Return each line in the records below that includes "offering".

_DATA FOR ANALYSIS:_
'''

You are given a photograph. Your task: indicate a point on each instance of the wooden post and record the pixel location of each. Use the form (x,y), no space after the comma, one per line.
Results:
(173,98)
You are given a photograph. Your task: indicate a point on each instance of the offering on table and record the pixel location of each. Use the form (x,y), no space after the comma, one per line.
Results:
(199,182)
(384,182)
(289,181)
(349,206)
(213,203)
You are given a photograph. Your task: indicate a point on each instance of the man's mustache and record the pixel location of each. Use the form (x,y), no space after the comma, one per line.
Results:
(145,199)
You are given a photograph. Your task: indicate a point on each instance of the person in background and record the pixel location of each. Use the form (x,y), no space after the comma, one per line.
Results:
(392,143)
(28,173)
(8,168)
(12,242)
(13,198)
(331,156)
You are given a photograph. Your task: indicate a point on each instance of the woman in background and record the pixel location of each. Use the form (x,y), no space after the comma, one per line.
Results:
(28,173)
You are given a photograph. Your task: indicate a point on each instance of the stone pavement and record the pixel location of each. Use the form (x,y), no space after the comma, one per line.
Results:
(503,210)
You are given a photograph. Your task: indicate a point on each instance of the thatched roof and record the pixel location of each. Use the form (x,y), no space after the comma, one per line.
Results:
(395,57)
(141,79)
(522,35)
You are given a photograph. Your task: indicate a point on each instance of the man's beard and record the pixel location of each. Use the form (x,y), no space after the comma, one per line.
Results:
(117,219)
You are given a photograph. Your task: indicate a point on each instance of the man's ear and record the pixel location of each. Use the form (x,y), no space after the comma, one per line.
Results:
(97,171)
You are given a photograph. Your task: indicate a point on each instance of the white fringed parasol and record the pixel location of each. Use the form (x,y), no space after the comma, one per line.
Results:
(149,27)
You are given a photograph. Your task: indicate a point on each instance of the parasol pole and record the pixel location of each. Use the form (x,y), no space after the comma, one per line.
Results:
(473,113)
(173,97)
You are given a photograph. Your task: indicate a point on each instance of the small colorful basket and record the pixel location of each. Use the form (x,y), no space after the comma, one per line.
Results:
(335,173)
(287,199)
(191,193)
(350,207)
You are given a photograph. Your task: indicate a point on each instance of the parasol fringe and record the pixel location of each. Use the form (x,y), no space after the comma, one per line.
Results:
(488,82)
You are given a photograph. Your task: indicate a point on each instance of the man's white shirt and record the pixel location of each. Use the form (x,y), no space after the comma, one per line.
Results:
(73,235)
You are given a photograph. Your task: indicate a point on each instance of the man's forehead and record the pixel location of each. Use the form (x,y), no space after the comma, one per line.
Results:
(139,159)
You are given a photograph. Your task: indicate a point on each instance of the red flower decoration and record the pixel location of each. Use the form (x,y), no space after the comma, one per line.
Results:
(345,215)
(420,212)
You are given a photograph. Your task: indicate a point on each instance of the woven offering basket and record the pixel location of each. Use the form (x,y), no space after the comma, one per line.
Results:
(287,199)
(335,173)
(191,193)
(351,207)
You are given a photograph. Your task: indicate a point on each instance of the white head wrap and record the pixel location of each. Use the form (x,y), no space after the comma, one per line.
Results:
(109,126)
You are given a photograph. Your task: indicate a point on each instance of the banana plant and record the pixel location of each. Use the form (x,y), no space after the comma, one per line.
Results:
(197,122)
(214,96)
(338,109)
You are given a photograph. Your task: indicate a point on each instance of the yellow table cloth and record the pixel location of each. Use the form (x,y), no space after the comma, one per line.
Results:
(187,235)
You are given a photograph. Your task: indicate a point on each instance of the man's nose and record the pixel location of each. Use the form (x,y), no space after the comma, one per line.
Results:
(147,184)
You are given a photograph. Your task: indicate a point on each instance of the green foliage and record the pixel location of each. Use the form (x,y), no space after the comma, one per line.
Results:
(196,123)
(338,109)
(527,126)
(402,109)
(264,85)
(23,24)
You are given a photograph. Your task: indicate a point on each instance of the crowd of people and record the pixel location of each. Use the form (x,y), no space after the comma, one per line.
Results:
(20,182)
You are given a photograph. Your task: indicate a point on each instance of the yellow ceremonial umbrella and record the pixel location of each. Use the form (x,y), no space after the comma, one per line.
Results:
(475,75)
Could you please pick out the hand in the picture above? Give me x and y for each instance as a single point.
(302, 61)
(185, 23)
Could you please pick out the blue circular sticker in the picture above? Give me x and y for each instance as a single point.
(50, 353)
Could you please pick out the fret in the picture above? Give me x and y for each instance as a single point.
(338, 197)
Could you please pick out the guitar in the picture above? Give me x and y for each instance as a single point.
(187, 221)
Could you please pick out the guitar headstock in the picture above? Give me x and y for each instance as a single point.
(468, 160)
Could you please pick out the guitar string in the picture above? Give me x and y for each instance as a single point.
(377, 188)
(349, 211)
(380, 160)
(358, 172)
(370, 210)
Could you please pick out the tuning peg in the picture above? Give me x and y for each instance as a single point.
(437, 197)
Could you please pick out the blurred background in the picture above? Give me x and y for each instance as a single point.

'''

_TASK RESULT:_
You are given a photograph. Your task: indicate a point on each instance of the offering on table and record the pixel location of each. Use the form (x,y), no space after the comma, one per line.
You are given a photograph. Your task: indicate a point on each instance of the woven offering basket and record the pixel location of each. Use the form (x,y), no space after the comma, one per line.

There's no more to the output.